● Task instructions
Please restate the following records word for word.

[Start of Records for this exercise]

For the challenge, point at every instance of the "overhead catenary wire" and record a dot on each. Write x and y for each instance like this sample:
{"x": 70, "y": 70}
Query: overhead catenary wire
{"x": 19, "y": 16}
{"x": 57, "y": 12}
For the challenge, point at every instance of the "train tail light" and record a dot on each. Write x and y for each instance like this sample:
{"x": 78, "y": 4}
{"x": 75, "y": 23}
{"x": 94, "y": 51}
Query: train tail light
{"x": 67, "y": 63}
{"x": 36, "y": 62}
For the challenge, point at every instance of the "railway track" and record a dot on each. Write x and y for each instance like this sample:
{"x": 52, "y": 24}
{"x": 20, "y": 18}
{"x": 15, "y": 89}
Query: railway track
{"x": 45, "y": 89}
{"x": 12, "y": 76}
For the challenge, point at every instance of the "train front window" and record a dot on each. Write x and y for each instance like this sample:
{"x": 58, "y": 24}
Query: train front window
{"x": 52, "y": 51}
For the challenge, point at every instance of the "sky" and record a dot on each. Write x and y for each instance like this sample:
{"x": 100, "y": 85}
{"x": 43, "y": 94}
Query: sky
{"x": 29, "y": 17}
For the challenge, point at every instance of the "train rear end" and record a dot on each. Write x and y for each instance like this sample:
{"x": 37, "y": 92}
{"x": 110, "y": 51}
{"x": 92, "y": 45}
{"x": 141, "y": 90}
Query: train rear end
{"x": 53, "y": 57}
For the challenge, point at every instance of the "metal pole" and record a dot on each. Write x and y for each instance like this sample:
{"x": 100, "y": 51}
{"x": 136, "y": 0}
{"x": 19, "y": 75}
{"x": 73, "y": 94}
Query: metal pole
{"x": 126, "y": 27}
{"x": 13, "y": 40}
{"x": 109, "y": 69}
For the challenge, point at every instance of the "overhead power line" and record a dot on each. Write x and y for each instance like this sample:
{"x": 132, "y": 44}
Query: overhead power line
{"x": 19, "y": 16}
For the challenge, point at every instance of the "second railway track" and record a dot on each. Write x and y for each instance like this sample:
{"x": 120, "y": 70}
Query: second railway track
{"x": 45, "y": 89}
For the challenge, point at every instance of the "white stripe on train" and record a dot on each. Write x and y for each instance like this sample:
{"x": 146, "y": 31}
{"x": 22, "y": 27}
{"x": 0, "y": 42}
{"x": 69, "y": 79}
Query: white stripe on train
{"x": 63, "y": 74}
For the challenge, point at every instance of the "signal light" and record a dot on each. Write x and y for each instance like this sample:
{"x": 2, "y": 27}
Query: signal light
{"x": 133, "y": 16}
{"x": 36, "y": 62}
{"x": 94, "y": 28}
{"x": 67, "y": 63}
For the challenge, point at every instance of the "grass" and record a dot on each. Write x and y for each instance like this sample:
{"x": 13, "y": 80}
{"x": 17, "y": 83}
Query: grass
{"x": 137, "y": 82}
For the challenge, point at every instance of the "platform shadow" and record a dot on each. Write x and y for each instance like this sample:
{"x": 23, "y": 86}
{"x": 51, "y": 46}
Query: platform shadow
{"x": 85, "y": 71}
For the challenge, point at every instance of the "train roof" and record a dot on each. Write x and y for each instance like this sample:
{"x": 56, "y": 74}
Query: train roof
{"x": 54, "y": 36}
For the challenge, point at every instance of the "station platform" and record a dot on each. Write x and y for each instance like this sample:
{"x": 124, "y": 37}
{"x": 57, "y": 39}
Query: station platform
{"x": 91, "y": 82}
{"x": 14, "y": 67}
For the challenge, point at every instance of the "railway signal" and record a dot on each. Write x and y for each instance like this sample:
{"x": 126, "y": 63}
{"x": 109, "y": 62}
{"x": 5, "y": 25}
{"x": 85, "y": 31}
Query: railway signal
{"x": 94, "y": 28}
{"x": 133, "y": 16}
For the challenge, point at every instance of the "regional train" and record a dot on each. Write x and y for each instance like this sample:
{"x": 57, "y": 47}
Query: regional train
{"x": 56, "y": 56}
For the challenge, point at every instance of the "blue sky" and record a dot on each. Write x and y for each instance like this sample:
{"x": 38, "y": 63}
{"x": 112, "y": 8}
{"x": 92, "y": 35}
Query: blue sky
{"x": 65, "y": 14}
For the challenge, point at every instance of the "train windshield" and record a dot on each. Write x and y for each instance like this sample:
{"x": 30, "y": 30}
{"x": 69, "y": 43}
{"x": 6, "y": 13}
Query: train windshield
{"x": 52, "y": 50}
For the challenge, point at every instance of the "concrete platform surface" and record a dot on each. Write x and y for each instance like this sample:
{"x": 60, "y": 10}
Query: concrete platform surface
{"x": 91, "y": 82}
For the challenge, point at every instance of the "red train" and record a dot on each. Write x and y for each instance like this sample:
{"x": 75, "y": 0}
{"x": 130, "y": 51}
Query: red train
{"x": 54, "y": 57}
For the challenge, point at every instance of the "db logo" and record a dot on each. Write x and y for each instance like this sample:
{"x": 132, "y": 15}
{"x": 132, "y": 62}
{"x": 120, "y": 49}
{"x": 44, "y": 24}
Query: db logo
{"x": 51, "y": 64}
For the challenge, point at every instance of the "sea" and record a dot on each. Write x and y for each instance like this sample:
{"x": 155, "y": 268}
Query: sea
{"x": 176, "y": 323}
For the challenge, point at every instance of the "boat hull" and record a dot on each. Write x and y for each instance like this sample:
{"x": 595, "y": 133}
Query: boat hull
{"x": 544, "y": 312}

[End of Records for this exercise]

● The solution
For the challenge, point at every instance of the "overhead catenary wire" and record a dot on each. Write x and y for each instance like this sample:
{"x": 70, "y": 70}
Query: overhead catenary wire
{"x": 19, "y": 16}
{"x": 57, "y": 12}
For the challenge, point at every instance of the "train tail light" and record a dot on each. Write x and y for each instance like this sample:
{"x": 78, "y": 4}
{"x": 75, "y": 23}
{"x": 94, "y": 51}
Query: train tail light
{"x": 67, "y": 63}
{"x": 36, "y": 62}
For the challenge, point at every instance of the "railway track" and record a dot on each. Write x and y for each instance like this sample:
{"x": 52, "y": 24}
{"x": 20, "y": 18}
{"x": 15, "y": 89}
Query: railway track
{"x": 45, "y": 89}
{"x": 12, "y": 76}
For the challenge, point at every instance of the "train front window" and record a dot on each. Write x and y for each instance like this sample:
{"x": 58, "y": 24}
Query: train front window
{"x": 52, "y": 51}
For the challenge, point at every instance of the "sky" and record a dot on each. Write x and y for each instance like this sample:
{"x": 100, "y": 85}
{"x": 43, "y": 94}
Query: sky
{"x": 29, "y": 17}
For the challenge, point at every instance of the "train rear end" and record a dot on each. Write x and y for each instance like this sample:
{"x": 37, "y": 92}
{"x": 110, "y": 51}
{"x": 92, "y": 45}
{"x": 141, "y": 90}
Query: train rear end
{"x": 53, "y": 57}
For the challenge, point at every instance of the "metal pole" and record a dot on each. Write x and y for each instance like this sample:
{"x": 100, "y": 51}
{"x": 136, "y": 0}
{"x": 19, "y": 75}
{"x": 73, "y": 94}
Query: metal pole
{"x": 126, "y": 27}
{"x": 13, "y": 40}
{"x": 109, "y": 69}
For the challenge, point at every instance of the "overhead power line" and record a dot on each. Write x and y for each instance like this sample:
{"x": 132, "y": 44}
Query: overhead power line
{"x": 19, "y": 16}
For the challenge, point at every instance of the "second railway track" and record a dot on each. Write x and y for each instance like this sample:
{"x": 120, "y": 70}
Query: second railway track
{"x": 45, "y": 89}
For the challenge, point at every instance of the "white stripe on train" and record a dot on each. Write x and y for each instance like this sample:
{"x": 146, "y": 31}
{"x": 22, "y": 27}
{"x": 0, "y": 42}
{"x": 69, "y": 79}
Query: white stripe on train
{"x": 63, "y": 74}
For the challenge, point at every instance of the "signal light" and record a dot on each. Write x and y for each instance like this sample:
{"x": 2, "y": 27}
Query: signal light
{"x": 133, "y": 16}
{"x": 36, "y": 62}
{"x": 94, "y": 28}
{"x": 67, "y": 63}
For the challenge, point at every instance of the "grass" and record a dot on each. Write x and y for each instance like this sample:
{"x": 13, "y": 80}
{"x": 17, "y": 83}
Query: grass
{"x": 137, "y": 82}
For the challenge, point at every instance of the "platform shadow" and record a dot on each. Write x and y for each instance like this sample:
{"x": 23, "y": 86}
{"x": 51, "y": 46}
Query: platform shadow
{"x": 85, "y": 71}
For the challenge, point at every instance of the "train roof" and record a dot on each. Write x and y for each instance like this sample:
{"x": 56, "y": 74}
Query: train roof
{"x": 54, "y": 36}
For the challenge, point at every instance of the "station platform" and record a dot on each. Write x and y for each instance like this sample:
{"x": 124, "y": 37}
{"x": 57, "y": 39}
Query: station platform
{"x": 91, "y": 82}
{"x": 14, "y": 67}
For the challenge, point at every instance of the "railway signal" and record a dot on each. Write x and y for each instance like this sample:
{"x": 126, "y": 63}
{"x": 109, "y": 62}
{"x": 5, "y": 25}
{"x": 85, "y": 31}
Query: railway signal
{"x": 94, "y": 28}
{"x": 133, "y": 16}
For the challenge, point at every instance of the "regional train" and record a dot on each. Write x and y for each instance like this sample:
{"x": 57, "y": 47}
Query: regional train
{"x": 56, "y": 56}
For the challenge, point at every instance of the "blue sky" and record a dot on each. Write x and y for each instance like this sample:
{"x": 38, "y": 63}
{"x": 112, "y": 8}
{"x": 92, "y": 35}
Query: blue sky
{"x": 65, "y": 14}
For the challenge, point at every instance of the "train windshield" and record a dot on each. Write x and y for each instance like this sample:
{"x": 30, "y": 30}
{"x": 69, "y": 43}
{"x": 6, "y": 13}
Query: train windshield
{"x": 52, "y": 50}
For the challenge, point at every instance of the "concrete platform surface" and record a dot on each. Write x and y for each instance like this sample:
{"x": 60, "y": 10}
Query: concrete platform surface
{"x": 91, "y": 82}
For the challenge, point at every instance of the "red train" and record a dot on each. Write x and y for each instance like this sample:
{"x": 75, "y": 0}
{"x": 130, "y": 51}
Query: red train
{"x": 54, "y": 57}
For the challenge, point at every instance of the "db logo" and record a dot on each. Write x and y for each instance like this sample:
{"x": 132, "y": 15}
{"x": 132, "y": 62}
{"x": 120, "y": 49}
{"x": 44, "y": 24}
Query: db logo
{"x": 51, "y": 64}
For the challenge, point at every instance of the "sea" and record a dot on each. Write x and y for each instance like this sample:
{"x": 155, "y": 268}
Query: sea
{"x": 176, "y": 323}
For the challenge, point at every instance of the "boat hull" and record a dot on each. Write x and y for each instance like this sample:
{"x": 595, "y": 133}
Query: boat hull
{"x": 544, "y": 312}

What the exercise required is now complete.